::: Source passage

The Zonal Coordinator of the Zone, which is made up of nine universities in Edo, Delta and Ondo states, Professor Monday Igbafen, stated this on Friday at a press conference held at the University of Benin.

Igbafen said that ASUU is not comfortable with the provisions of Section 59 (3) of the bill, which states that only 50 per cent of the development levy would be made available to TETFUND in 2025, while National Information Technology Development Agency, National Agency for Science and Engineering Infrastructure, and National Education Loan Fund will share the remaining percentage

He added, “The consequence of the section is that TETFUND will be 66 per cent in 2027, 2028, 2029 year of assessment and 0 per cent thereafter, especially from 2030.”

He said ASUU conceptualised TETFUND and brought it to the reputation it has attained today in terms of infrastructural transformation and intellectual development of universities in the country.

He added, “Since its formation, TETFUND has indisputably remained the cornerstone of the rapid transformation of tertiary institutions in terms of manpower, infrastructural and academic development.

“In fact, TETFUND impacts not only tertiary-level education but also secondary, down to kindergarten; it directly and/or indirectly supports the production of quality teachers and different categories of support staff in the entire educational system.

::::::
::: Data shown

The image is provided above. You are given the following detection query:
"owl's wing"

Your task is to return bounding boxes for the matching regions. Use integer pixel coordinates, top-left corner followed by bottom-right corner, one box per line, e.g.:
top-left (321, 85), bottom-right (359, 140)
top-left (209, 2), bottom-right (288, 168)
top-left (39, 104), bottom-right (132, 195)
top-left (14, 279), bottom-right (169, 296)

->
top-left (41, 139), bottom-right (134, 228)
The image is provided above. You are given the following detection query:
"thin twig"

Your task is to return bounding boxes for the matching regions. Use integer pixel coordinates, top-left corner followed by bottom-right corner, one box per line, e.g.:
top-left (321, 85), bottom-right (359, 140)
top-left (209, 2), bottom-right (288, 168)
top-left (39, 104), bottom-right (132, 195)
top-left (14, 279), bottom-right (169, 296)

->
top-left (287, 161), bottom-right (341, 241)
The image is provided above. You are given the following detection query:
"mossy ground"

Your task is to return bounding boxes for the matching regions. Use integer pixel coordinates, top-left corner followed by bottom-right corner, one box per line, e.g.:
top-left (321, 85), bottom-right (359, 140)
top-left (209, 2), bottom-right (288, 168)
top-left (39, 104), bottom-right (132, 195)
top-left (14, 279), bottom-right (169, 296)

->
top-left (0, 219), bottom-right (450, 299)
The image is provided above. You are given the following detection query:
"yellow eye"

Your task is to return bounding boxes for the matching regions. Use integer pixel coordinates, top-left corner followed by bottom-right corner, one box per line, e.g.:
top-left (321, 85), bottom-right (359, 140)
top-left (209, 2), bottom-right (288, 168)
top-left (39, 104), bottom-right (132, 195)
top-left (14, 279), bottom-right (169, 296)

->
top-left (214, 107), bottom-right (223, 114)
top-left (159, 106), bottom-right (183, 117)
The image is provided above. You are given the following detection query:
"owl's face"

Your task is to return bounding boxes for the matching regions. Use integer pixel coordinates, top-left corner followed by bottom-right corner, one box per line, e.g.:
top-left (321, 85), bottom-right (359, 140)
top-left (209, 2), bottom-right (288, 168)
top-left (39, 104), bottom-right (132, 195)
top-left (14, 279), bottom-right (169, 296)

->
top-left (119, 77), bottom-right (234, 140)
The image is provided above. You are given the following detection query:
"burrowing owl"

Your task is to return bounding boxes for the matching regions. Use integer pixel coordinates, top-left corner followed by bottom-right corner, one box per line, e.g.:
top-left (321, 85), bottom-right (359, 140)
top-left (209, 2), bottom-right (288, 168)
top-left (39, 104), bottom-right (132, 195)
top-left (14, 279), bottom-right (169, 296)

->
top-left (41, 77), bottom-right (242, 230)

::::::
::: Data shown

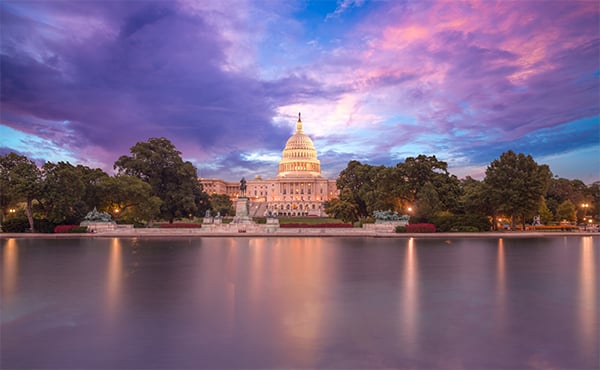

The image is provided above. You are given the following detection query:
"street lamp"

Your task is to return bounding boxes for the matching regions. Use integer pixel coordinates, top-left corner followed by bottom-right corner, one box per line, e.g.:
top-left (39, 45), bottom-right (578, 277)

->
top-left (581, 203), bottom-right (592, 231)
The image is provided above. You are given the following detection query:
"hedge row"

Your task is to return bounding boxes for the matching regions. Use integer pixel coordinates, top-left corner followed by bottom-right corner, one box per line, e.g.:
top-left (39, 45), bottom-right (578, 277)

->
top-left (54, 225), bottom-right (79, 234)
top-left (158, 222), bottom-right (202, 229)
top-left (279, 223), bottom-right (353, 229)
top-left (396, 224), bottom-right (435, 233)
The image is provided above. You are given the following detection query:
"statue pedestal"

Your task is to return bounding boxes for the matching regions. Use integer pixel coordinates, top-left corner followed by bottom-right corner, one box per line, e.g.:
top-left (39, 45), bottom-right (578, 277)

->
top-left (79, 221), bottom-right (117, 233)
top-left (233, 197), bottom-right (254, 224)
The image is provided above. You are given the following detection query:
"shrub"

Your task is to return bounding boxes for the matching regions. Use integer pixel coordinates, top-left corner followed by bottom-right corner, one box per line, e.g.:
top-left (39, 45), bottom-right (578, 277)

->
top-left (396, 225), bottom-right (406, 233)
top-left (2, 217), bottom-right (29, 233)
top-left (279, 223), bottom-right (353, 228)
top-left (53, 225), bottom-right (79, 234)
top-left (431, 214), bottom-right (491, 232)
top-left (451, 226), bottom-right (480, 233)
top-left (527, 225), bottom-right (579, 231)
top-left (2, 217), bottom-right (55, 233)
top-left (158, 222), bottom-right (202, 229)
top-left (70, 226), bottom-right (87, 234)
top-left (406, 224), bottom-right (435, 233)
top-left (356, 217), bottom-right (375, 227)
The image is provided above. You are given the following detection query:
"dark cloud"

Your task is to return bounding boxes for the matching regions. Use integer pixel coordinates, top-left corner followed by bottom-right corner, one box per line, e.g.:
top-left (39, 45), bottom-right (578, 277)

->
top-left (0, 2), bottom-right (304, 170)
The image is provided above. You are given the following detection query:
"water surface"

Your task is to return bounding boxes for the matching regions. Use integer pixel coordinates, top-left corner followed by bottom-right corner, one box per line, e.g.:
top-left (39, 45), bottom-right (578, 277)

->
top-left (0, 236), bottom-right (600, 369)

::::::

**Your goal**
Resume the passage on ASUU's objection to the TETFUND funding provisions, starting right after its final sentence. The records come from a separate source.

**Exercise result**
“While the Nigerian people are in the wilderness over the recalcitrance of the government to resolve the unresolved issues arising from the 2009 FGN/ASUU Agreement, our union, ASUU, is worried by the inclusion of the “death” of TETFUND, effective 2030, in a tax reform bill that has become an albatross to the Tinubu government.

“We are calling for mass resistance against this potent threat to the life-wire of tertiary education in our country because the impeding abrogation of TETFund will take public tertiary education many years back and undermine the modest gains in repositioning Nigerian universities for global reckoning and transformative development.

“Education is a public good and the government must not be allowed to destroy Nigerian tertiary education.”